[Recorded data]

· · ·

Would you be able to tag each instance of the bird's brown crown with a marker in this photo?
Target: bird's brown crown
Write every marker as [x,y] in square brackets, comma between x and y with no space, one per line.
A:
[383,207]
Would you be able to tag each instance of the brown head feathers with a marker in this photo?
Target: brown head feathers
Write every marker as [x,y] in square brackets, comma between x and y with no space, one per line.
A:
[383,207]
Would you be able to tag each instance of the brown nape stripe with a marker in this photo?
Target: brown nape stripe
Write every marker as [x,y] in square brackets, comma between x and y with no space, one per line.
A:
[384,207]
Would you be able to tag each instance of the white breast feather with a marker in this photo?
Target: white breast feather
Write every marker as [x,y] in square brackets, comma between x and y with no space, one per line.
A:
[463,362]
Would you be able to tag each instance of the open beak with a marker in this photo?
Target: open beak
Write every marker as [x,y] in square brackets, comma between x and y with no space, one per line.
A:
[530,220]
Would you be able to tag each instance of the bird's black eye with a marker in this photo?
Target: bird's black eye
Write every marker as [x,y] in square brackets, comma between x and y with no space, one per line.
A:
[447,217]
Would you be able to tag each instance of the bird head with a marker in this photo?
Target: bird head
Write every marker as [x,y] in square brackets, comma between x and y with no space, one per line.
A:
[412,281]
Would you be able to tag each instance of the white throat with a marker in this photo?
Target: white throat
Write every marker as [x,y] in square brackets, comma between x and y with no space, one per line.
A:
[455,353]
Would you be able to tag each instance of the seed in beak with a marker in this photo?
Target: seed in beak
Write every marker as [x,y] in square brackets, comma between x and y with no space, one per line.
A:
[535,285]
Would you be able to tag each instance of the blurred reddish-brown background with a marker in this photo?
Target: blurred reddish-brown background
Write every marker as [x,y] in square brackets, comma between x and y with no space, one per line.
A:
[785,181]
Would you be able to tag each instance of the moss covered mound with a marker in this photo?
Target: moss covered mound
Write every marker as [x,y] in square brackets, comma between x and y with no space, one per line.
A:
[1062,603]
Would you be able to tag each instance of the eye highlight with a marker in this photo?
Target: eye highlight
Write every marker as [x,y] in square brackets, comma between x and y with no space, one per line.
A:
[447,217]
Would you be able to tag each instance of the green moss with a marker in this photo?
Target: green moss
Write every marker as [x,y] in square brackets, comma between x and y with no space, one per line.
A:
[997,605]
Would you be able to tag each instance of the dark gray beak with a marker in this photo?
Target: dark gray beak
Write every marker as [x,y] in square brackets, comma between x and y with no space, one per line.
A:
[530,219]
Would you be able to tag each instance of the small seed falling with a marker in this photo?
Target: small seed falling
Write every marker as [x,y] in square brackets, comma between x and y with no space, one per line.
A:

· · ·

◆ **Written instruction**:
Copy every one of the entries above word for word, keeping each line in its original order.

◆ **Solution**:
Would you be able to tag each instance of the bird's brown crown with a marker in this photo?
Target: bird's brown crown
Write every marker as [x,y] in square brackets, comma between x and y with no space, one per line.
A:
[383,207]
Would you be able to tag each instance of the brown head feathers with a marker in this photo?
Target: brown head feathers
Write every marker as [x,y] in square brackets, comma between x and y with no space, one per line.
A:
[383,207]
Would you be able to tag each instance of the brown nape stripe with a marker in this photo?
Target: brown nape stripe
Write every marker as [x,y] in square brackets, comma between x and y with no space, one per line.
A:
[384,207]
Would you be able to tag each instance of the white breast feather with a marker in this photo?
Target: white breast feather
Write every marker as [x,y] in square brackets, comma between x and y with no space, one per line.
A:
[463,362]
Would you be able to tag each instance of the open beak with a marker in this photo?
Target: open beak
Write every marker as [x,y] in square brackets, comma between x and y with no space, one per line.
A:
[530,220]
Would you be able to tag each instance of the bird's black eye with a marker in this photo?
Target: bird's black eye
Write every marker as [x,y] in square brackets, comma between x and y with no space, one per line.
A:
[447,217]
Would you be able to tag each instance of the bird head with a marker in this photo?
Target: bird head
Write every marker as [x,y] in square brackets, comma between x and y with no space, one per line.
A:
[412,281]
Would you be able to tag each instance of the white throat with a marker in this photo?
Target: white throat
Write every marker as [x,y] in square brackets, comma between x and y with no space, one per line.
A:
[455,353]
Would you be able to tag each instance of the seed in beak with a marker in this photo?
Target: seed in beak
Write every marker as [x,y] in square brackets, comma between x and y with no space, one per line.
A:
[535,285]
Would you be able to tag each instance of the blurred reddish-brown background with a marker in this photo?
Target: blurred reddish-brown background
Write every marker as [x,y] in square brackets, comma between x and y with no space, one per line.
A:
[785,181]
Would you be able to tag each instance of the moss covered mound with a marker in this photo?
Target: moss covered mound
Write every marker as [x,y] in square brackets, comma between x and y with no space, one per line.
A:
[1062,603]
Would you be able to tag each instance of the eye highlight with a marker in this photo?
Target: eye highlight
Write every marker as [x,y] in square brackets, comma between x and y with no space, one per line.
A:
[447,217]
Would you be able to tag each instance of the green moss with a marker in this photo?
Target: green moss
Write every marker as [x,y] in square brackets, comma between x and y with no space, one per line.
A:
[997,605]
Would you be able to tag each instance of the dark gray beak with a marker in this photo?
Target: dark gray beak
Write every marker as [x,y] in square brackets, comma between x and y with no space, one per line.
A:
[530,219]
Would you be able to tag each instance of the small seed falling with a marker in this photo?
Target: small seed falling
Write every marker as [x,y] in square brackets, comma between x and y with no space, one per line.
A:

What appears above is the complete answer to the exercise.